**Text for analysis**
BEGIN
Friday, March 30, 2007

Daycare for an at-risk child?

This week the results of an important study of children in daycare were reported in the scientific journal Child Development. To read an account of the study see Daycare linked to child disruption. The study of 1364 children is yet another that has demonstrated that the daycare lifestyle leads to increased aggression in at-risk children.

As a mother of an at-risk child, I am not surprised by the findings of this research. My at- risk son requires 1:1 attention to encourage him to be loving as opposed to focusing on dominance. He also needs daily training in the skill of impulse control. He does very well in his small half-day preschool class, where his teachers tell me, “We can tell he has benefited from your teaching. He is very loving and very emotionally intelligent. The karate dance has almost disappeared!” I am convinced that if I was working full-time, I would not have had the time and energy this at-risk child has required.

In contrast, I also have two daughters, who were in daycare, and cared for by a nanny while I worked full-time. Neither of the two girls were ever aggressive or difficult to parent. One of my colleagues used to say that he couldn’t believe how well I was able to balance single motherhood with my professional life. Of course, I never told him the truth. That was that I had very easy kids!
END
**Complete the following**
(A) In the daycare blog post, which scientific journal reported the study's results?
(B) Resume the daycare blog post after its last sentence.
You won't need the material here.

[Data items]
BEGIN
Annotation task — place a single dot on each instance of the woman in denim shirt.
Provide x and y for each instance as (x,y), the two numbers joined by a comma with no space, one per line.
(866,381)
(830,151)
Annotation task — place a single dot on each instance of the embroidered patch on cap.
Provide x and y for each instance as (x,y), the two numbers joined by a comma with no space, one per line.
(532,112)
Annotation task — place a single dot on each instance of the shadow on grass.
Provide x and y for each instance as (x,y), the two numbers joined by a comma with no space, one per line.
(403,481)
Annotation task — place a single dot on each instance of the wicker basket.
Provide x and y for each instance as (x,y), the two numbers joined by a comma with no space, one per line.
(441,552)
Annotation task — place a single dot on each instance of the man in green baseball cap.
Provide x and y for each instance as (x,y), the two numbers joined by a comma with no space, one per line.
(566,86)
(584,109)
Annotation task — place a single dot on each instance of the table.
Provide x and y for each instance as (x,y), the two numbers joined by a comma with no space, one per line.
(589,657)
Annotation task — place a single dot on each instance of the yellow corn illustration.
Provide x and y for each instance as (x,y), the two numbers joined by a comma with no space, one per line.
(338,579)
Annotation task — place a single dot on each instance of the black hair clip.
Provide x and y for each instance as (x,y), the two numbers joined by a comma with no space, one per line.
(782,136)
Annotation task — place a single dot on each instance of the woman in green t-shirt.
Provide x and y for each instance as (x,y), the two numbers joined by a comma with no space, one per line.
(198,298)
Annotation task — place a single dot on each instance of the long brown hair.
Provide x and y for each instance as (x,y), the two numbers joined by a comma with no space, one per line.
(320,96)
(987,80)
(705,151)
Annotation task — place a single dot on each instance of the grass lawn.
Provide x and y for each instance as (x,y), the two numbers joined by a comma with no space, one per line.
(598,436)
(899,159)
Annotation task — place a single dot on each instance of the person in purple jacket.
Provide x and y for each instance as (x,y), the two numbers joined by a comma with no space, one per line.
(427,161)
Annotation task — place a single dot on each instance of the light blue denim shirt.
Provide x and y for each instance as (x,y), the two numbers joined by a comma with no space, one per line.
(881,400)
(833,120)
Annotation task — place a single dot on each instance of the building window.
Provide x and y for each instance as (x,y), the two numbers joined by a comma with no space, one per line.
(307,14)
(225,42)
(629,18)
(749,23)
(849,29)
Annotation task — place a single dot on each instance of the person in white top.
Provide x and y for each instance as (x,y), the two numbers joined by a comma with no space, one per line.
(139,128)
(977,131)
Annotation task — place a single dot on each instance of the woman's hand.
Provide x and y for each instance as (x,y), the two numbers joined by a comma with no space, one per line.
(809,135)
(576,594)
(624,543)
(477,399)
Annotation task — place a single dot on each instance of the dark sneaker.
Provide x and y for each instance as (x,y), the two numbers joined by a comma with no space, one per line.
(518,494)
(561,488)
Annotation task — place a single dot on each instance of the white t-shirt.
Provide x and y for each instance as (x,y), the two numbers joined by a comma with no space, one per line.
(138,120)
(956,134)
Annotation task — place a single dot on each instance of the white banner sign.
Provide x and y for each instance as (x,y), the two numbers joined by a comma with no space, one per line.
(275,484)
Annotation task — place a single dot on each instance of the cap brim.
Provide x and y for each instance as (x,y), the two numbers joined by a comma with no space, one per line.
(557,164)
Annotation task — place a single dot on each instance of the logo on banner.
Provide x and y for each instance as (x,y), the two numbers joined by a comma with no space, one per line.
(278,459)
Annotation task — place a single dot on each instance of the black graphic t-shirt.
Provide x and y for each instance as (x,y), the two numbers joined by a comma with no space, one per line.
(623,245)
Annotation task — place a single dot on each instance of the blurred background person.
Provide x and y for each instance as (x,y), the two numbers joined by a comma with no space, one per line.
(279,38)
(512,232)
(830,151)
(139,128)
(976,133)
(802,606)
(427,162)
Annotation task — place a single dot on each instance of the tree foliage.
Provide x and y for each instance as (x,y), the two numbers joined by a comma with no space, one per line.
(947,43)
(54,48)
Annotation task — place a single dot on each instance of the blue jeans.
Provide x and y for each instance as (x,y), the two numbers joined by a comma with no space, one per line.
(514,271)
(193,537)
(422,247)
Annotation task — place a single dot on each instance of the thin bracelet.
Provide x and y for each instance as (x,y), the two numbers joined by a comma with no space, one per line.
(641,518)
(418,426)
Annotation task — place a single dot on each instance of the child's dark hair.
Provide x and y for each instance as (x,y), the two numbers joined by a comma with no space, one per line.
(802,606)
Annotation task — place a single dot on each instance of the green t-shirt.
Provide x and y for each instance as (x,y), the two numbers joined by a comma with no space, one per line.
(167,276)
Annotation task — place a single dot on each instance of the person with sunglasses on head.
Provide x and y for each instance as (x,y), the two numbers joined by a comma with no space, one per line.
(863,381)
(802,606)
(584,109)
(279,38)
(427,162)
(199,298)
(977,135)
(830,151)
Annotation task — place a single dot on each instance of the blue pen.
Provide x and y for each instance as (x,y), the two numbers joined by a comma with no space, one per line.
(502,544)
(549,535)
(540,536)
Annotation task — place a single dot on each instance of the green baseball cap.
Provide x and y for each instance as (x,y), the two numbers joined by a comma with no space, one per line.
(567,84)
END
**Results of the tasks**
(A) Child Development

(B)
In my opinion we should take the results of this research for what they reveal. That is, some kids do not do well in daycare, even quality daycare. We have to stop thinking that our at-risk kids need anything other than exceptional parenting. When we say that a child is at-risk we mean that he/she may carry the genes that predispose to antisocial behavior, addiction and/or ADHD. Furthermore, children who are truly at-risk show us through their temperaments.

A very good friend of mine runs a community daycare center. Recently, he has had to contend with an aggressive child. The parents of the child act surprised every time the aggression is reported to them. Sadly, they also seem unwilling to amend their fast-paced lifestyle for the sake of their child.

In summary, we should not make a blanket statement that daycare is bad for children or society. Instead, we should acknowledge that some children are not suited for the daycare lifestyle. We should encourage parents to have expectations that suit their particular child. The sacrifices that may have to be made for our at-risk children will be for a finite period of time. The time invested in parenting our at-risk children properly will pay off a thousand fold when they are in grade school.